>> BEGIN SELECTED EXTRACT

8. An Application of Complex Numbers: AC Circuits
by M. Bourne
Before we see how complex numbers can help us to analyse and design AC circuits, we first need to define some terms.
Definitions
Resistance:
Symbol: R
Units: W (ohms)
A resistor is any part of a circuit that obstructs the flow of current.
Capacitance:
Symbol: C
Units: F (farads)
A capacitor consists of 2 non-connected plates:
Inductance:
Symbol: L
Units: H (henrys)
An inductor is coil of wire in which current is induced.
Current: I (in amperes)
Voltage: V (in volts).
Ohm's Law: V = IR
Reactance: Effective resistance of any part of the circuit. This could be from an inductor or a capacitor. See more in the next section Impedance and Phase Angle.
Symbol: X
Voltage in alternating current circuits
The voltage across a resistance is in phase with the current .
The voltage across a capacitor lags the current by 90° .

>> END SELECTED EXTRACT

TASK DESCRIPTION:
Answer these from the AC circuits text above:
1. What symbol and units are given for inductance?
2. What equation is given for Ohm's Law?
3. By how much does the voltage across a capacitor lag the current?

>> BEGIN ENTRIES SHOWN

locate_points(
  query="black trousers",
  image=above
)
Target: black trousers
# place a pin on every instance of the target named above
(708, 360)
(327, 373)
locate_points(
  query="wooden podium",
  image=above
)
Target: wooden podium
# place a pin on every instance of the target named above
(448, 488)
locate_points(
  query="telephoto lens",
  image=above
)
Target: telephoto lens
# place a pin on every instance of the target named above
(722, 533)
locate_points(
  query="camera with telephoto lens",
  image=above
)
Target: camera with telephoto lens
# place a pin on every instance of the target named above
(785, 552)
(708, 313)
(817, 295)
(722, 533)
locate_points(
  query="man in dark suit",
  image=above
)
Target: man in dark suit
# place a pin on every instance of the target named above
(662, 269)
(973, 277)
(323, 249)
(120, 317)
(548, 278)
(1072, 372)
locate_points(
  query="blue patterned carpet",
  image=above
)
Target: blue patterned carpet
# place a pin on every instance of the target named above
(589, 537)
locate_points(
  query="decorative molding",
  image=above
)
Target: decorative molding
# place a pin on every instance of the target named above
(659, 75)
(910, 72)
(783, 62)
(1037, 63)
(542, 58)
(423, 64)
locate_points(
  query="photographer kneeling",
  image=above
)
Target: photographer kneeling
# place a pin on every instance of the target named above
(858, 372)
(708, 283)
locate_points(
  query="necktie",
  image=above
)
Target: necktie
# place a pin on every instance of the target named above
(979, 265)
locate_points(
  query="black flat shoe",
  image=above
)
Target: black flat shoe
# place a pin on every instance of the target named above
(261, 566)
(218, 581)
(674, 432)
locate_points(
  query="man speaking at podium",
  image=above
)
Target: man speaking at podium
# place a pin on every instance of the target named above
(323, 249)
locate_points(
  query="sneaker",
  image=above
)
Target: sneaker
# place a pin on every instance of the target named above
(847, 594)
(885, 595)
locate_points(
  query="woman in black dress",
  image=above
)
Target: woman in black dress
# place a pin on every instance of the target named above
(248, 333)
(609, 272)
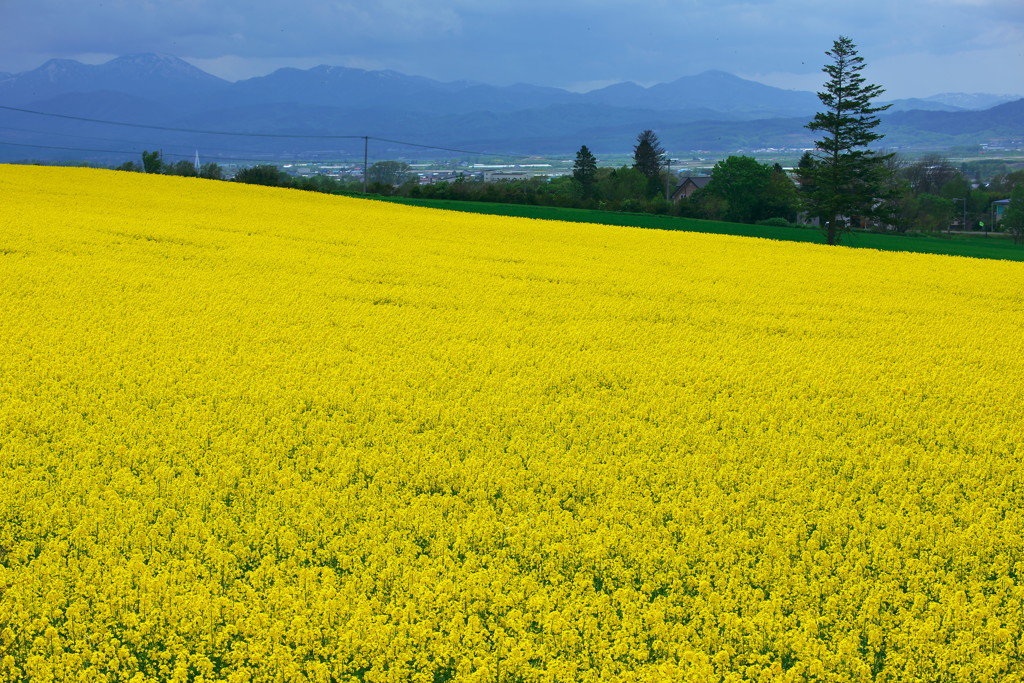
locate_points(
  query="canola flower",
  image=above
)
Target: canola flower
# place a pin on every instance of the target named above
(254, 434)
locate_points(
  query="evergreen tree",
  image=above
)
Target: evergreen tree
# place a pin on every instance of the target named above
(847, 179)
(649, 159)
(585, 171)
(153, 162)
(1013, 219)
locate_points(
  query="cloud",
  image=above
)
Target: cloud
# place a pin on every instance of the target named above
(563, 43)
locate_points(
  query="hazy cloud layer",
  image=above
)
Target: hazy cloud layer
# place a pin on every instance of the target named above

>> END ENTRIES SHOWN
>> BEGIN ENTRIES SHOWN

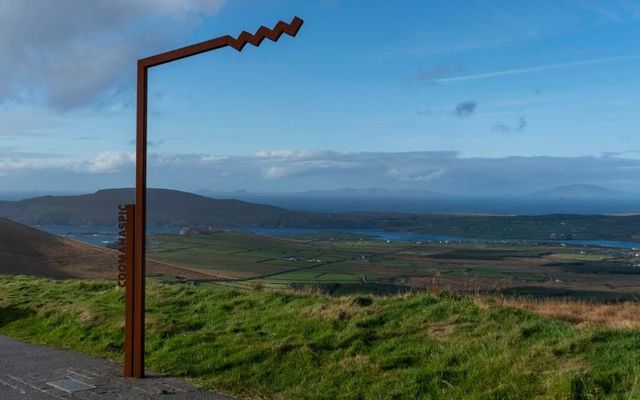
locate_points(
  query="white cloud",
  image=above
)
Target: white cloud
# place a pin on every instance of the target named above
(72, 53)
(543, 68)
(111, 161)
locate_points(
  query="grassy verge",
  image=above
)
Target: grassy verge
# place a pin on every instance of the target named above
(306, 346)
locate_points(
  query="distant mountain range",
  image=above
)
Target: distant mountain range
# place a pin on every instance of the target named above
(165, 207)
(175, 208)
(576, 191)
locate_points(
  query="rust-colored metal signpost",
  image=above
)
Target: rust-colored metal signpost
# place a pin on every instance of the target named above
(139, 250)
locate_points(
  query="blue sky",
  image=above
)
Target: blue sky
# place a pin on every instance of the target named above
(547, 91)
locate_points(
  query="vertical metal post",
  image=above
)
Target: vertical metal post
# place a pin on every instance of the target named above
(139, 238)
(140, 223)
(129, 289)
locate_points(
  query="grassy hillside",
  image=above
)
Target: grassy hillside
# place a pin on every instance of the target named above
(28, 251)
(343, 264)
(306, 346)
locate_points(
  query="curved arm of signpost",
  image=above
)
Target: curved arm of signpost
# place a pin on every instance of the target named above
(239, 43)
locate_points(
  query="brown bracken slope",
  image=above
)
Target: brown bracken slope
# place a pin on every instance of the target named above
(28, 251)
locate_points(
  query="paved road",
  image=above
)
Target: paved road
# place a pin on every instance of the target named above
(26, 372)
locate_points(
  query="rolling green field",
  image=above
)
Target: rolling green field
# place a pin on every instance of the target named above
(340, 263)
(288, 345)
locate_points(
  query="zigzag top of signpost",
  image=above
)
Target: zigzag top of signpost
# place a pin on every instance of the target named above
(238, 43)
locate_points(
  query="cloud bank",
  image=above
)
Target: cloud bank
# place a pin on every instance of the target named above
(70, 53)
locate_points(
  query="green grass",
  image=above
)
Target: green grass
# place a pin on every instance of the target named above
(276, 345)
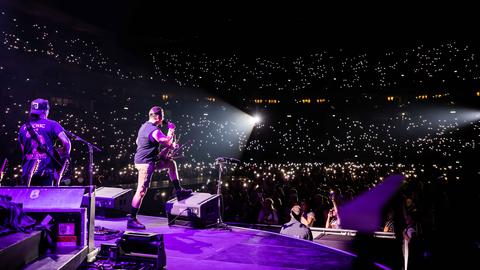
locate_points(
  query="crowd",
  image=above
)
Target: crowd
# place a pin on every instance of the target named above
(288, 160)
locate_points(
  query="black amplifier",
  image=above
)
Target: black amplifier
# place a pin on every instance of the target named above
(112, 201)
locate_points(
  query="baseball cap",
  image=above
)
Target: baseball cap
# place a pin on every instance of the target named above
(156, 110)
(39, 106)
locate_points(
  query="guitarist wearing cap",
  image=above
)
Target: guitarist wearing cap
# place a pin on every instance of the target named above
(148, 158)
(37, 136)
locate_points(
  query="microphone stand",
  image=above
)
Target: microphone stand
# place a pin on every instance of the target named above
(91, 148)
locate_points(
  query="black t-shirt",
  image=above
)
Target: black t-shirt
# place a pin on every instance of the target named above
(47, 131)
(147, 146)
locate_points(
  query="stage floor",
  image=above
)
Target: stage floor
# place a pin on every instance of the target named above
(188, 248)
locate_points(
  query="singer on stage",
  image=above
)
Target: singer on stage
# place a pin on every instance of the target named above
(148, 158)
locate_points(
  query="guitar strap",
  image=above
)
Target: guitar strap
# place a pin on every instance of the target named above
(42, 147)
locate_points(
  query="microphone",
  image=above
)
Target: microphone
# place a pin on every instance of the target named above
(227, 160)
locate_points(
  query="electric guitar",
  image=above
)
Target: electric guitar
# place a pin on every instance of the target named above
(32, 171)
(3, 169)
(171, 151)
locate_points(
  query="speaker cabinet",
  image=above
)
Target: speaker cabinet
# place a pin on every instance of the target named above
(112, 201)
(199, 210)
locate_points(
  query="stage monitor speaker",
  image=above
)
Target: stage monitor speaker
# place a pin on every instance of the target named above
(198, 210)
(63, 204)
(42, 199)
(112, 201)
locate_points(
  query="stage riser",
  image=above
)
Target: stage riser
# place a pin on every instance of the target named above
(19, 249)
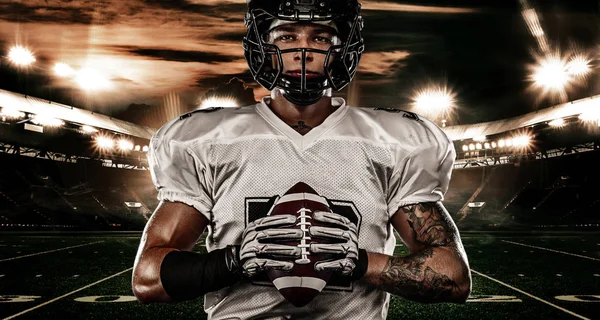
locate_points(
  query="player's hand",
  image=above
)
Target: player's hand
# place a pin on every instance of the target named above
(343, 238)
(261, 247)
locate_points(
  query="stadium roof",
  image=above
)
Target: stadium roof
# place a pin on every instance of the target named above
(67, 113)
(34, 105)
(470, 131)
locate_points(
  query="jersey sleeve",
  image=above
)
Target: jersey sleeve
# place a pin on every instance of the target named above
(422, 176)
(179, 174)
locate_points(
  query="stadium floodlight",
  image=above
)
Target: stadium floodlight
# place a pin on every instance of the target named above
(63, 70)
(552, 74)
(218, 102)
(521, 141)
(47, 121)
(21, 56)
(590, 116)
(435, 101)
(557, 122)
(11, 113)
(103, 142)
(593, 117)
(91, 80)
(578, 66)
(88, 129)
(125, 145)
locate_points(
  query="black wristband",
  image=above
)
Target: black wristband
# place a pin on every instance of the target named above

>> END ENTRIES SHOWN

TASK RESPONSE:
1. L, in henrys (H)
2. V = IR
3. 90°